#### [Written task]
Substitute "Marking rules" for "Pointing rules" in the records from the line containing "hat. Return only the coordinates." through the end of the records, and write out only those lines with no other change.

#### [The records]
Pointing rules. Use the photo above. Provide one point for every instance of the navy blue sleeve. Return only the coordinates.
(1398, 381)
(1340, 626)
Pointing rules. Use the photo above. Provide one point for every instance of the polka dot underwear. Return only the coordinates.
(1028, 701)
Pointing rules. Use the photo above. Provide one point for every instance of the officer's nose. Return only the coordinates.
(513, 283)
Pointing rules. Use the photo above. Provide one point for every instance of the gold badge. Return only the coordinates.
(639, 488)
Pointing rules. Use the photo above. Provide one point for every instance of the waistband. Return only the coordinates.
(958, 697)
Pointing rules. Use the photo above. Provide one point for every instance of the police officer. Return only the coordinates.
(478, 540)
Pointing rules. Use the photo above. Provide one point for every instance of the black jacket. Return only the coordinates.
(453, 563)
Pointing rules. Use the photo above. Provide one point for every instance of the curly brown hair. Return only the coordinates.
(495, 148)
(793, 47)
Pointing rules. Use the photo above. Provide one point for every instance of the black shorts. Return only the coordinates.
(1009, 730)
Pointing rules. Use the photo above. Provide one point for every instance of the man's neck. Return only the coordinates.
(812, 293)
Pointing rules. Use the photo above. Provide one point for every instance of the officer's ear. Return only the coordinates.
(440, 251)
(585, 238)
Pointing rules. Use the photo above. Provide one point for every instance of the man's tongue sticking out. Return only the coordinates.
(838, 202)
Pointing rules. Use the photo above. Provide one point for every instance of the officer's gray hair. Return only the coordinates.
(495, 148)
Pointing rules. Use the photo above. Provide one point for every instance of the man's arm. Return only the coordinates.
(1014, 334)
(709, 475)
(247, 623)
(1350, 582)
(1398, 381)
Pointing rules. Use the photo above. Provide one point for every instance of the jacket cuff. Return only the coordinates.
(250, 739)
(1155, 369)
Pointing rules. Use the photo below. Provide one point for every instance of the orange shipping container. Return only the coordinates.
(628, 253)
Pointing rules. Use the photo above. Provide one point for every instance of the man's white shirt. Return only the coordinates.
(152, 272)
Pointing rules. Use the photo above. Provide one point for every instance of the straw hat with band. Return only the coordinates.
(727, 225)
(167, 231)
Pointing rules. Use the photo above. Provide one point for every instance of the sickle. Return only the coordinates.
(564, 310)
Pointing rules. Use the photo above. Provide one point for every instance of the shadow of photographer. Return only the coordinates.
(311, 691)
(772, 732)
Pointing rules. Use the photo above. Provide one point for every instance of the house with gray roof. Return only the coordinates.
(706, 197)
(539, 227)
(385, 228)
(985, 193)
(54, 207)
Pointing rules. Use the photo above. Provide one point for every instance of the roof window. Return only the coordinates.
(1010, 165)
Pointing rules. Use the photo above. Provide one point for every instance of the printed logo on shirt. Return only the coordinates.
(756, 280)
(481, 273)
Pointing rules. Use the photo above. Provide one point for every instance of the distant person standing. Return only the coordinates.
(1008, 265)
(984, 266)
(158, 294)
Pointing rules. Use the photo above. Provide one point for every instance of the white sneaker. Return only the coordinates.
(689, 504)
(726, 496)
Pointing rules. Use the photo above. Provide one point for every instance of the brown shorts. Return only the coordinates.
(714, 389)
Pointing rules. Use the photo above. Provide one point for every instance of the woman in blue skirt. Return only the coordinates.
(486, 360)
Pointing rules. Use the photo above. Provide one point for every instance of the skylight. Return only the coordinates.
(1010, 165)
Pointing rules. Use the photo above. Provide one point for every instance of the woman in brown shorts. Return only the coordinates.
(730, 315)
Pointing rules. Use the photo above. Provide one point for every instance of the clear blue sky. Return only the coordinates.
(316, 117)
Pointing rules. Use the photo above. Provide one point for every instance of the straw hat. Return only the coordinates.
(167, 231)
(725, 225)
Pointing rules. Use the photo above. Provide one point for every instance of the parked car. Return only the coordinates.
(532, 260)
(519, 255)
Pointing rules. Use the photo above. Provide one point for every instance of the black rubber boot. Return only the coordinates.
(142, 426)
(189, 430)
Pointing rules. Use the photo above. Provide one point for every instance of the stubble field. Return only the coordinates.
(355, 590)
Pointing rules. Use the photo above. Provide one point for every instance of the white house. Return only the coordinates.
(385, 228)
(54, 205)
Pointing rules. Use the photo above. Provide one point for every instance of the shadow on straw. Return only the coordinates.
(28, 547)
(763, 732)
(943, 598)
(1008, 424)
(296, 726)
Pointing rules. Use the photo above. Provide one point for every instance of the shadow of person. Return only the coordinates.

#### [Solved problem]
Marking rules. Use the photo above. Provide one point for every instance of the straw hat. Return only the coordinates.
(167, 231)
(725, 225)
Marking rules. Use the photo above. Provide one point for every instance of the parked car. Return only the coordinates.
(532, 260)
(519, 255)
Marking rules. Use the photo above. Provide one point for every instance of the black rubber boot. Return only the coordinates.
(142, 426)
(189, 430)
Marking rules. Use the photo above. Provide one point for every instance of the stubble field. Return only the coordinates.
(355, 590)
Marking rules. Use the photo above. Provide one point for every instance of the white house. Return only the coordinates.
(385, 228)
(54, 205)
Marking rules. Use the photo above. Provide one point for every instance of the shadow on straw. Return only the coordinates.
(28, 547)
(763, 732)
(943, 598)
(1008, 424)
(296, 726)
Marking rules. Use the photo above. Provide one point for every instance of the shadow of person. Return only the coordinates.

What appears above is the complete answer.